***** RECORDS TO USE *****

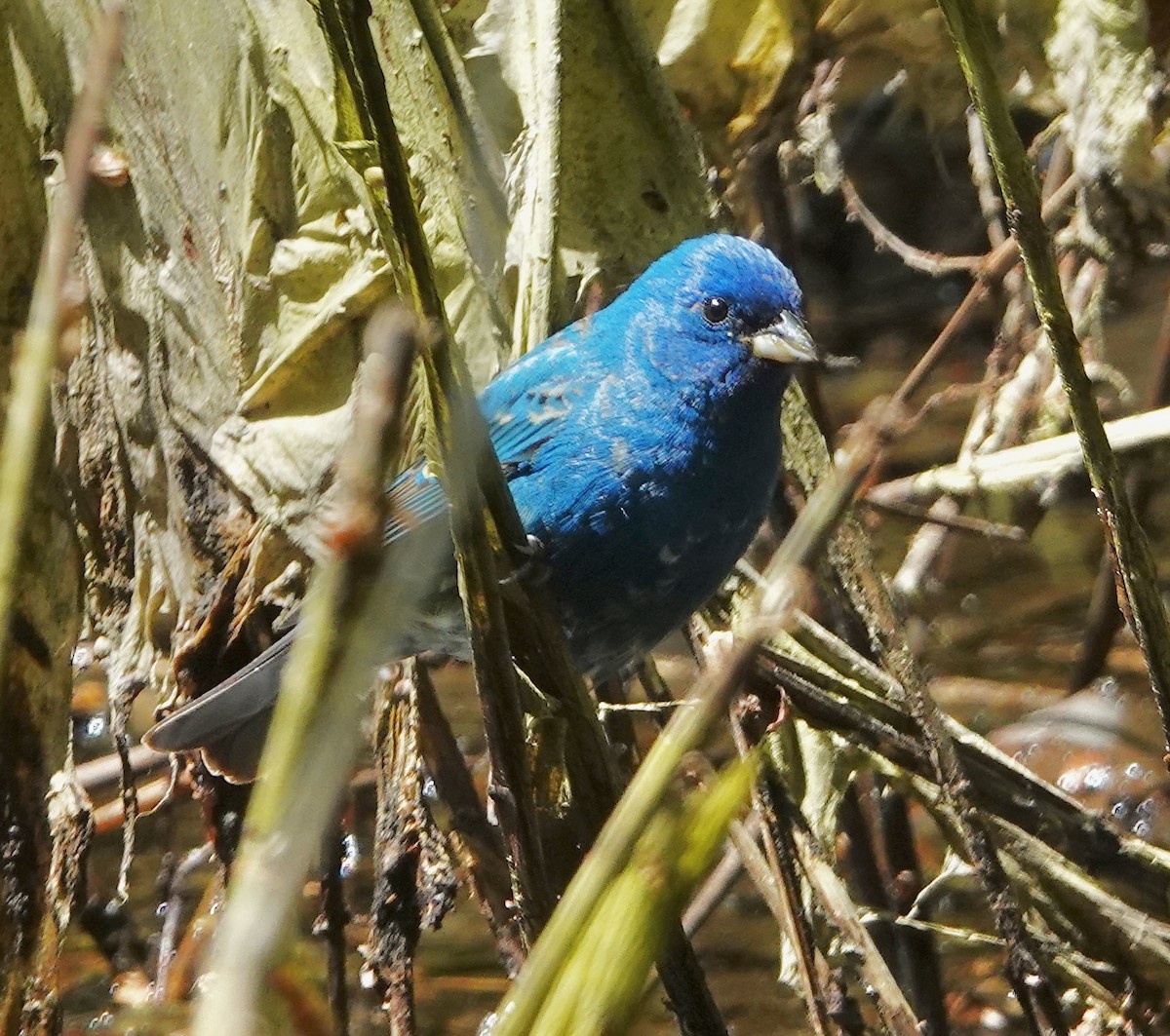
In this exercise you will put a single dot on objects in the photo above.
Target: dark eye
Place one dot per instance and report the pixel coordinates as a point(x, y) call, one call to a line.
point(715, 310)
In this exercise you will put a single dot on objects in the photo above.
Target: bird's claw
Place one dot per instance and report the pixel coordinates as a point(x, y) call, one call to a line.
point(533, 568)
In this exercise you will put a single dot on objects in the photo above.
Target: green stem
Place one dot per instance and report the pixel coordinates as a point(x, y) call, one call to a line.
point(28, 399)
point(1130, 548)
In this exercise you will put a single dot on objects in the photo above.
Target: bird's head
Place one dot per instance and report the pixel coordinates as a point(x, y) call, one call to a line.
point(723, 308)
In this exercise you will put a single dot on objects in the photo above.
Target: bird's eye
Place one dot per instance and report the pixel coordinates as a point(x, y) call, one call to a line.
point(717, 310)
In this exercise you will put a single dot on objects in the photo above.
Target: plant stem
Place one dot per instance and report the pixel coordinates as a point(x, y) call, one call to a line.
point(28, 398)
point(1134, 559)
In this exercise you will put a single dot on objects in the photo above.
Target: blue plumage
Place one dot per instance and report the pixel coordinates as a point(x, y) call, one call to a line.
point(642, 445)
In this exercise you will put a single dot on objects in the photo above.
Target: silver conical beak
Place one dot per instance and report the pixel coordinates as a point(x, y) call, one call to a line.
point(787, 341)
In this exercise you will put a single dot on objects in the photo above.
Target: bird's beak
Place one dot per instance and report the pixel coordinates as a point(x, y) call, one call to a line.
point(787, 341)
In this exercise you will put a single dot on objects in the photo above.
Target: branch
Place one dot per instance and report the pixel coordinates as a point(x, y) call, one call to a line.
point(28, 400)
point(1017, 180)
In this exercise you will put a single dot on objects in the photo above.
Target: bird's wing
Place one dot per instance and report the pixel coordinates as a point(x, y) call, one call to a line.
point(524, 407)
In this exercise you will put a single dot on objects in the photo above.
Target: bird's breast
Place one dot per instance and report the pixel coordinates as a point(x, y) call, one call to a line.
point(641, 526)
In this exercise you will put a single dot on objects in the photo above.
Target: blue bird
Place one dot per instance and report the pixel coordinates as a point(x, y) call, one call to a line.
point(642, 445)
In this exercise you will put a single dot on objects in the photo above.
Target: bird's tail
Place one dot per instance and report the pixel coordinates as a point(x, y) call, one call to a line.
point(228, 724)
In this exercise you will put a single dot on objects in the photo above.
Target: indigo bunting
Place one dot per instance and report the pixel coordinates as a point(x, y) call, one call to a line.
point(642, 445)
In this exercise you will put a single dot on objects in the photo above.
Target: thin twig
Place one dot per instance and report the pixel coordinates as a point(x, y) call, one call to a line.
point(36, 352)
point(957, 522)
point(481, 841)
point(332, 923)
point(775, 872)
point(1105, 618)
point(1034, 463)
point(916, 258)
point(689, 726)
point(360, 595)
point(835, 900)
point(1135, 563)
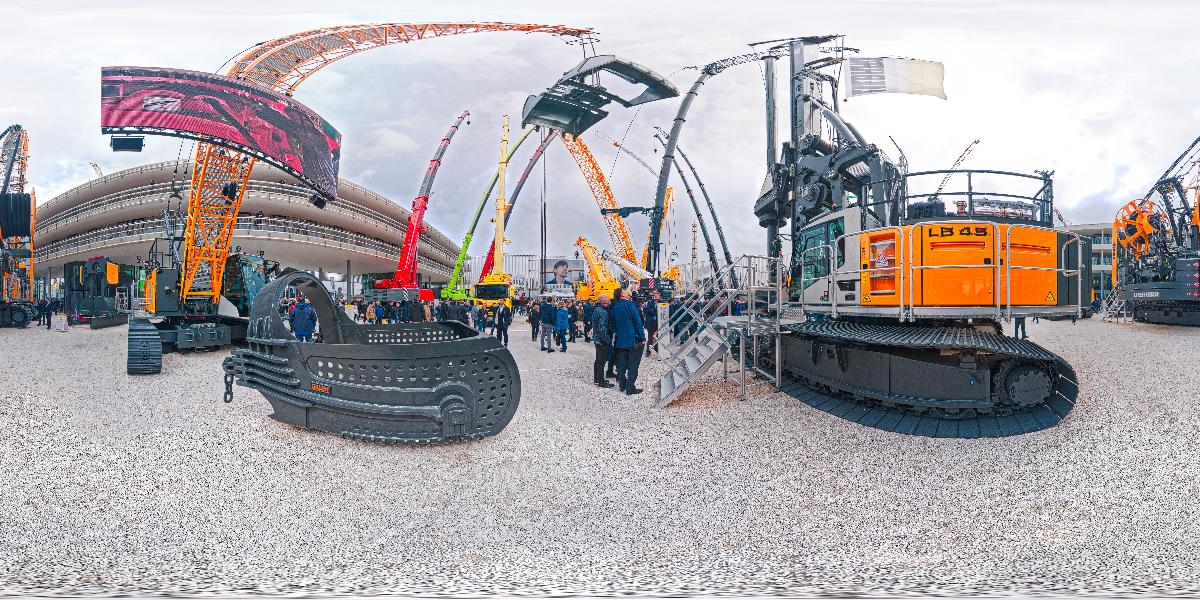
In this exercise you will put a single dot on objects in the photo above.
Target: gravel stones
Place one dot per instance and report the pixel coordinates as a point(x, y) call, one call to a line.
point(117, 484)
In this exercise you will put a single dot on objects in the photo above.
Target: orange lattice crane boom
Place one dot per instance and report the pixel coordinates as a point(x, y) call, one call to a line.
point(600, 280)
point(603, 193)
point(220, 175)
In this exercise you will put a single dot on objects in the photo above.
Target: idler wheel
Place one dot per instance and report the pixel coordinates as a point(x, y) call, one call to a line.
point(1024, 384)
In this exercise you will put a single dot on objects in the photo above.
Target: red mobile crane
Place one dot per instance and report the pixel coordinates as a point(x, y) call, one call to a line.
point(405, 280)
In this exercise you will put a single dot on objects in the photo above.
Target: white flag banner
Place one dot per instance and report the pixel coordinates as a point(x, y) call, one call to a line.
point(895, 76)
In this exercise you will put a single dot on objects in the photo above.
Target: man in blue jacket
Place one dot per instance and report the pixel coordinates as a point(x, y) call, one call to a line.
point(503, 319)
point(562, 324)
point(547, 325)
point(304, 321)
point(628, 337)
point(601, 335)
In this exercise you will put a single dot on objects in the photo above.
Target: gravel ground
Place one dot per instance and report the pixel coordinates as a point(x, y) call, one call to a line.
point(114, 484)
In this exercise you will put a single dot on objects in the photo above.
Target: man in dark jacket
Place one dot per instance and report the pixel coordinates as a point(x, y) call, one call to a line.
point(549, 312)
point(304, 321)
point(573, 313)
point(651, 317)
point(503, 319)
point(603, 341)
point(534, 315)
point(628, 337)
point(589, 309)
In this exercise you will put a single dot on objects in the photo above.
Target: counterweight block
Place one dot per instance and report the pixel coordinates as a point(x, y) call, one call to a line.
point(402, 383)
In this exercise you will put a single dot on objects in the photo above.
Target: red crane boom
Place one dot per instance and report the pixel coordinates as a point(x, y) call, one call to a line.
point(406, 269)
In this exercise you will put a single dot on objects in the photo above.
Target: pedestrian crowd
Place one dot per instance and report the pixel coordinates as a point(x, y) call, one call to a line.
point(619, 329)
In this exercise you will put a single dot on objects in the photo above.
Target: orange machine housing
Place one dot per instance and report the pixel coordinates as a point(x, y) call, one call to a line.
point(957, 264)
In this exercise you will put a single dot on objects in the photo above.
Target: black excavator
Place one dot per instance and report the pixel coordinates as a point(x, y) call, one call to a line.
point(1156, 247)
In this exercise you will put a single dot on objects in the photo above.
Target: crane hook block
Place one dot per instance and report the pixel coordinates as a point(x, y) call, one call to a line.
point(574, 105)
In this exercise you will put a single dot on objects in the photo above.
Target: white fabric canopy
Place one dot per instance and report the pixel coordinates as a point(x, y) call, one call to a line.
point(895, 76)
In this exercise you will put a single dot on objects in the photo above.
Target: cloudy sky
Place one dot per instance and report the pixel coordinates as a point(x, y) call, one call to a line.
point(1103, 93)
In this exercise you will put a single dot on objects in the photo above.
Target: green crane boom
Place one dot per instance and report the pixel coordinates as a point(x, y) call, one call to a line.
point(454, 289)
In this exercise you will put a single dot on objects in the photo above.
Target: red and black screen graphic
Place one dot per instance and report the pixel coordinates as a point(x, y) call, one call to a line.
point(225, 112)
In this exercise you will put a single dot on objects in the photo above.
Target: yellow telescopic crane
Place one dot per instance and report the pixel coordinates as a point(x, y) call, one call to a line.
point(496, 288)
point(600, 280)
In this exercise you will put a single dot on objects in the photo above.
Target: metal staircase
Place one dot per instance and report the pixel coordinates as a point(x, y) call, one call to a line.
point(1114, 309)
point(708, 327)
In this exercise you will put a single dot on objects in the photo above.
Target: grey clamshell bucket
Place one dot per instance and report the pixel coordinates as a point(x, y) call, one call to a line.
point(403, 383)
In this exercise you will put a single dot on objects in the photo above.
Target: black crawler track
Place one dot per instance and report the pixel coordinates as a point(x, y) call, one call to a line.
point(415, 383)
point(144, 348)
point(993, 357)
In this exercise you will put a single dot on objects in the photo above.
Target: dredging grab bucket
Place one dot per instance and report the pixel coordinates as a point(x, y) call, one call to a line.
point(403, 383)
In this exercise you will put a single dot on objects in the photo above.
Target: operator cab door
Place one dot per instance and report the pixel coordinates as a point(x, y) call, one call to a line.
point(811, 280)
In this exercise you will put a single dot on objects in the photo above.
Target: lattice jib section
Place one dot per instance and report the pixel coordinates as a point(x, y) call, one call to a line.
point(217, 189)
point(285, 63)
point(603, 193)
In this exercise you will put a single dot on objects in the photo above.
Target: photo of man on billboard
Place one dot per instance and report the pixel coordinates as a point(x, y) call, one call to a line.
point(225, 112)
point(563, 271)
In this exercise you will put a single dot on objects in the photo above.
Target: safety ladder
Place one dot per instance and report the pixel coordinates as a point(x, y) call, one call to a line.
point(1114, 309)
point(705, 329)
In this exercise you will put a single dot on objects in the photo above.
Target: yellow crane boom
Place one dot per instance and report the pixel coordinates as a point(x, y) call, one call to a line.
point(600, 280)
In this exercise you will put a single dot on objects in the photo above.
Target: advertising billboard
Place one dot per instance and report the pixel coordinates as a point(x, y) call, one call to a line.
point(563, 270)
point(223, 112)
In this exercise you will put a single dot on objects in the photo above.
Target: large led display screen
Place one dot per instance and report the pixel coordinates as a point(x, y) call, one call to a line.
point(225, 112)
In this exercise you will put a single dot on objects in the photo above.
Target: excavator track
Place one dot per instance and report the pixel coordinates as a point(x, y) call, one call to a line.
point(945, 382)
point(144, 348)
point(409, 383)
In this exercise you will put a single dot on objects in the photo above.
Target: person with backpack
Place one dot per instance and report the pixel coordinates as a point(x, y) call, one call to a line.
point(562, 324)
point(304, 321)
point(547, 325)
point(628, 337)
point(503, 319)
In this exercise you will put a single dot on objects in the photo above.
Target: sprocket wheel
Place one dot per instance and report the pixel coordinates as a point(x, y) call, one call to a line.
point(1024, 384)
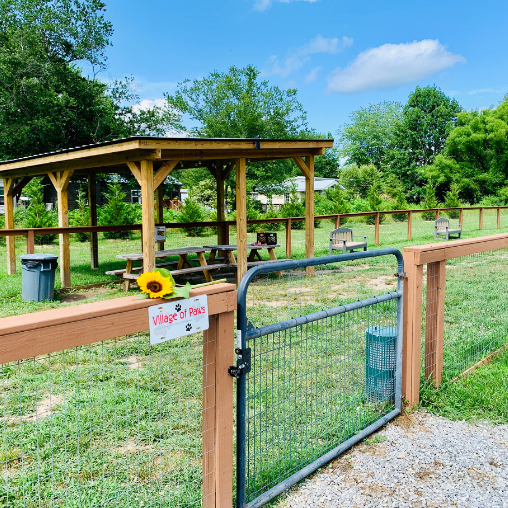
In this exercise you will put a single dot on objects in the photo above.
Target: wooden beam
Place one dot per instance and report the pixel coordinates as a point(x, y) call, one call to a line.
point(135, 168)
point(92, 211)
point(434, 321)
point(412, 325)
point(309, 212)
point(148, 218)
point(159, 202)
point(163, 172)
point(241, 218)
point(9, 224)
point(302, 166)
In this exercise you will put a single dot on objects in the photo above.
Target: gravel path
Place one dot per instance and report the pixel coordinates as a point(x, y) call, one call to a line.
point(427, 461)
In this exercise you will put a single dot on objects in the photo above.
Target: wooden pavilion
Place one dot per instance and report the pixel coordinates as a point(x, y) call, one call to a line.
point(151, 160)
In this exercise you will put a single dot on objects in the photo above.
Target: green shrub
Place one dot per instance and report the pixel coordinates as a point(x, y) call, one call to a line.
point(451, 200)
point(192, 211)
point(35, 215)
point(80, 217)
point(116, 212)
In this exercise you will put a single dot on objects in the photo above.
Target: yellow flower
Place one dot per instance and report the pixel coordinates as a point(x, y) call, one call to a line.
point(154, 284)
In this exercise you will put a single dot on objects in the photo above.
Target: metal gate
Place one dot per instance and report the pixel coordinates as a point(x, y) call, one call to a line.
point(313, 385)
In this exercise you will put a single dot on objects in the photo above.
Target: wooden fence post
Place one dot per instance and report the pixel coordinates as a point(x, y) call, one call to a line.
point(412, 324)
point(288, 238)
point(434, 321)
point(376, 229)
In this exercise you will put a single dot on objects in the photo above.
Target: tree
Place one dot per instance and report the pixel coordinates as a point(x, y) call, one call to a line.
point(236, 104)
point(46, 103)
point(420, 135)
point(368, 136)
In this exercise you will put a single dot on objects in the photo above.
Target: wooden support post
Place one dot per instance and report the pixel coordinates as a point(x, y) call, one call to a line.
point(9, 224)
point(288, 238)
point(60, 180)
point(376, 228)
point(218, 413)
point(309, 212)
point(147, 211)
point(411, 352)
point(159, 193)
point(434, 321)
point(92, 207)
point(241, 218)
point(30, 242)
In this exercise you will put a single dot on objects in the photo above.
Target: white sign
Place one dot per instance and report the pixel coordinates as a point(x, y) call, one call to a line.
point(176, 319)
point(160, 233)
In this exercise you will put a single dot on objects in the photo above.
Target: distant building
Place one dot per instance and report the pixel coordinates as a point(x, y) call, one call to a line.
point(298, 184)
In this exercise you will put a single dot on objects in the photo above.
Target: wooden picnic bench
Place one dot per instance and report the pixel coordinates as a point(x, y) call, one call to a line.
point(443, 227)
point(343, 239)
point(181, 267)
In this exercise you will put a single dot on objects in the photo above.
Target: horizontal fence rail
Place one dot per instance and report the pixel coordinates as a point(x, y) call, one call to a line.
point(463, 294)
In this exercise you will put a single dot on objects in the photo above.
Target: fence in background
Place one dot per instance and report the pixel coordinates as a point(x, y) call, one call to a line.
point(466, 308)
point(93, 415)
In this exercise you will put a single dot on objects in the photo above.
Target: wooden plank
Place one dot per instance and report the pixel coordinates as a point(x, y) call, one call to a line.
point(135, 168)
point(92, 208)
point(30, 242)
point(159, 206)
point(40, 333)
point(163, 172)
point(241, 218)
point(309, 213)
point(434, 321)
point(376, 229)
point(288, 238)
point(222, 326)
point(147, 213)
point(9, 224)
point(412, 329)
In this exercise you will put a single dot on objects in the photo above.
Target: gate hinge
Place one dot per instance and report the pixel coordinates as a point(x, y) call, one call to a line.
point(242, 366)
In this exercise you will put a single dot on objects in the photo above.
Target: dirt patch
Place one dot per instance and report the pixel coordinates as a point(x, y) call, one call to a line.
point(44, 409)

*****

DESCRIPTION OF THE TASK>
Gather every line of the records above that contains the string "crane", and list those lines.

SOLUTION TO THE PROBLEM>
Target: orange lattice crane boom
Target: red mobile crane
Target: red crane boom
Target: crane hook block
Target: green crane boom
Target: yellow telescopic crane
Target: yellow crane boom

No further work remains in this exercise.